Dataset excerpt:
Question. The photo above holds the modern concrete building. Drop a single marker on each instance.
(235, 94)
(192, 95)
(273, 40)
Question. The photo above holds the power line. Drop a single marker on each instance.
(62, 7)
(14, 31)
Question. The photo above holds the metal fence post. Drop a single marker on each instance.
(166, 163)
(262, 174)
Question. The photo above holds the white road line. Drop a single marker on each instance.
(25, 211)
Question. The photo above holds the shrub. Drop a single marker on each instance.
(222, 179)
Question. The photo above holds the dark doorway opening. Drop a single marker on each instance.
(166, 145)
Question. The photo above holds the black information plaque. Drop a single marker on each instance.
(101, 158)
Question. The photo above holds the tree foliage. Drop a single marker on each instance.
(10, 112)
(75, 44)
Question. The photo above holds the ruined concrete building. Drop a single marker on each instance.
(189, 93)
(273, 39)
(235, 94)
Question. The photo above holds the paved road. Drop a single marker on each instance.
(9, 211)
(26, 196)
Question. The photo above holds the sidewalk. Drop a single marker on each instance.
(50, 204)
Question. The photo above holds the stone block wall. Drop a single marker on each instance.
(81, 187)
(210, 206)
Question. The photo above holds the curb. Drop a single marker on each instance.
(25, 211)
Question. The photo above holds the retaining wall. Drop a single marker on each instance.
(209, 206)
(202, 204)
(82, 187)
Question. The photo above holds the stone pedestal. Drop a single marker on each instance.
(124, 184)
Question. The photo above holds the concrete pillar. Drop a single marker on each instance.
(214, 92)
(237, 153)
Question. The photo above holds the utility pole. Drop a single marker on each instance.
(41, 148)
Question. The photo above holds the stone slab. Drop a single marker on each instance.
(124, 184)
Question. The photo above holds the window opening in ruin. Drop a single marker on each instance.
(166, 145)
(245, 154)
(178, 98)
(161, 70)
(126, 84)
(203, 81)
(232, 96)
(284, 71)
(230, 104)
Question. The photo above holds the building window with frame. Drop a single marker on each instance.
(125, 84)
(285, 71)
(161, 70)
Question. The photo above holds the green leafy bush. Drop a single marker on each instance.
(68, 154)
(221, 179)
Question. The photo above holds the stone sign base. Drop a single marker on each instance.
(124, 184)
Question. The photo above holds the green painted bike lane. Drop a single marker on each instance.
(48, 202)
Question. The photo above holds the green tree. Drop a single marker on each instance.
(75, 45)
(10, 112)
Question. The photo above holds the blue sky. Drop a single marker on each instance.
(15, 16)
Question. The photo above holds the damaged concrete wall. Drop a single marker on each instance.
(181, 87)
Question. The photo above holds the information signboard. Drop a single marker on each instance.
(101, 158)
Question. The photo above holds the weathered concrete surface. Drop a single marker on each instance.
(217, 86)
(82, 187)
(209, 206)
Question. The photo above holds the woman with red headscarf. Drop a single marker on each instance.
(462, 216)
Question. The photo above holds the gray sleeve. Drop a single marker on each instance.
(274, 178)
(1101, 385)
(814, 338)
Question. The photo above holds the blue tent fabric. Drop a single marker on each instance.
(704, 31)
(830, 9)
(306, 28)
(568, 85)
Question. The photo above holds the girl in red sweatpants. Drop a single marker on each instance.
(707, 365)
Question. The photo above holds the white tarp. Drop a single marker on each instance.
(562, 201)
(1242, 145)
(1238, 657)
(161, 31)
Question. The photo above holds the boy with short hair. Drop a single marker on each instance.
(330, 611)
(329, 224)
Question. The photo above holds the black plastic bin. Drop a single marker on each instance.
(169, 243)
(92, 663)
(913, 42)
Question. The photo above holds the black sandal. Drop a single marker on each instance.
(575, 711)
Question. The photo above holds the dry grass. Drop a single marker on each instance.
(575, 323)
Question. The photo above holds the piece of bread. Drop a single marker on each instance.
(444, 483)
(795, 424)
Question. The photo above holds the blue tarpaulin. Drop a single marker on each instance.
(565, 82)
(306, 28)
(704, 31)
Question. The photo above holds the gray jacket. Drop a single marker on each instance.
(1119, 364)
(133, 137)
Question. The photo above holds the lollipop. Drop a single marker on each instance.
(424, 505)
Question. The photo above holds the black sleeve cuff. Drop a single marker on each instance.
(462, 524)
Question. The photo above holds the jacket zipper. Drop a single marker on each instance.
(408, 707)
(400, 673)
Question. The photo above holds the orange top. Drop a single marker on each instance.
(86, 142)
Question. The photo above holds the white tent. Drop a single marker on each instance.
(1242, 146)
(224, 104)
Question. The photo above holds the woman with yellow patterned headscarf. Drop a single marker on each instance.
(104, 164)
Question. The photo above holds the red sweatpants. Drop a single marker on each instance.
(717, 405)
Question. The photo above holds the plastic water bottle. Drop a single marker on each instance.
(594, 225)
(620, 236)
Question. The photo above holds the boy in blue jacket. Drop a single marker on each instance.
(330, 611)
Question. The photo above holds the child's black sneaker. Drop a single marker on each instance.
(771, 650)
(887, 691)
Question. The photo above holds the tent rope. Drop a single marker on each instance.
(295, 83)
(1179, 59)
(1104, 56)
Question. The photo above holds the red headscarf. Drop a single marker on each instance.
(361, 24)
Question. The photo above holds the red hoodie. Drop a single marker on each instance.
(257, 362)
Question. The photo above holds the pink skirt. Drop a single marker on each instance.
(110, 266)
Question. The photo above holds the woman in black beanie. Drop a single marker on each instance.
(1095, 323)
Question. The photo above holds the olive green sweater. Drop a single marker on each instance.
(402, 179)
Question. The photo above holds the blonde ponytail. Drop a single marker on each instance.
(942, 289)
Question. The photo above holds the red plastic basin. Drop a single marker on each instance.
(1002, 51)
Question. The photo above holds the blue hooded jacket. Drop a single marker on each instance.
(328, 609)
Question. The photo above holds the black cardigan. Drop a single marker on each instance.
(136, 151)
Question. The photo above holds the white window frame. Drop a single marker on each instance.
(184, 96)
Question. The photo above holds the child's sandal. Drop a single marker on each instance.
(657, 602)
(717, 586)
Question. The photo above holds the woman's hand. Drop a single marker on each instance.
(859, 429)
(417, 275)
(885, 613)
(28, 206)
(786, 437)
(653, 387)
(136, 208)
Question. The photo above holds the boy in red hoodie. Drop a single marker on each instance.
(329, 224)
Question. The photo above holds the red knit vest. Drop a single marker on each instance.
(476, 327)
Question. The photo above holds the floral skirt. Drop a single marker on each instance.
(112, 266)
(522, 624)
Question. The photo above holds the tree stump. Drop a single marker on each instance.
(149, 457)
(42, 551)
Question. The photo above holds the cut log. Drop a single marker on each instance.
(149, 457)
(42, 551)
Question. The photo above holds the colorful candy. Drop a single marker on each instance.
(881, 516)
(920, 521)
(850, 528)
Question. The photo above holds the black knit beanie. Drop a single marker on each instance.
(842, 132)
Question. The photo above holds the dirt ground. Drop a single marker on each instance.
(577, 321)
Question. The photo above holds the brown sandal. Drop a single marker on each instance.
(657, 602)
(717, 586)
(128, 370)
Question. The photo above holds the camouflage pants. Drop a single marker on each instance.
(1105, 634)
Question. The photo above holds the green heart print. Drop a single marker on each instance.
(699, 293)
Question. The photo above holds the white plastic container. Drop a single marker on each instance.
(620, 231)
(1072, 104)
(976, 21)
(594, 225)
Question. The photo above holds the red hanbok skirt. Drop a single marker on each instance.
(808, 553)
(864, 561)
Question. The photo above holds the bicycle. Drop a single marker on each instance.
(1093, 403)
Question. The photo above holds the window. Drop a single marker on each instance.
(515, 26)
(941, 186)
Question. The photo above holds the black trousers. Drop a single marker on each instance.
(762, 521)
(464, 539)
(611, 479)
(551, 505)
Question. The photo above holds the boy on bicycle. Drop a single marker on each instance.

• _Stated problem_:
Only the lines from the one with "Question. The photo above holds the child's sandal." through the end of the material are wanted; copy them exactly, both ends included.

• _Task answer_:
Question. The photo above holds the child's sandal. Drop a single marker on each instance.
(657, 602)
(717, 586)
Question. The photo above holds the woman's hand. Drop a single marker on each instance.
(859, 429)
(417, 275)
(885, 613)
(28, 206)
(786, 437)
(653, 387)
(136, 208)
Question. The photo above holds the boy in red hoodie. Drop a single marker on each instance.
(329, 224)
Question. The photo above holds the red knit vest. Drop a single marker on each instance.
(476, 327)
Question. The photo above holds the floral skirt. Drop a single marker on each instance.
(112, 266)
(522, 624)
Question. The photo above holds the tree stump. Drop a single marker on each instance.
(149, 457)
(42, 551)
Question. The photo above holds the cut log. Drop a single marker on each instance.
(149, 457)
(42, 551)
Question. The photo above holds the colorful candy. Drop a single marker on each instance.
(881, 516)
(920, 521)
(850, 528)
Question. The photo above holds the black knit beanie. Drop a single marker on each instance.
(842, 132)
Question. The photo above holds the dirt ground. Drop a single marker on each instance.
(577, 321)
Question. The photo above holds the brown sandal. Drop a single marker on each instance.
(657, 602)
(717, 586)
(128, 370)
Question. The photo above holds the camouflage pants. Drop a single marker on each instance.
(1105, 634)
Question. The photo above holds the green heart print. Drop a single marker on each instance.
(699, 293)
Question. The photo above holds the white plastic container. Drop a single marker on each instance.
(620, 231)
(1072, 104)
(976, 21)
(594, 225)
Question. The photo above holds the red hanbok skirt. Drop a single marker on each instance.
(808, 553)
(864, 561)
Question. The photo above holds the bicycle. Drop a single marker on each instance.
(1093, 403)
Question. The photo above holds the window. Drop a single marker on each instance.
(515, 26)
(941, 186)
Question. The photo above holds the black trousers. Drop a single marker on each instance.
(762, 521)
(464, 539)
(611, 479)
(551, 505)
Question. The photo above holds the boy on bicycle. Drop a single marker on each instance.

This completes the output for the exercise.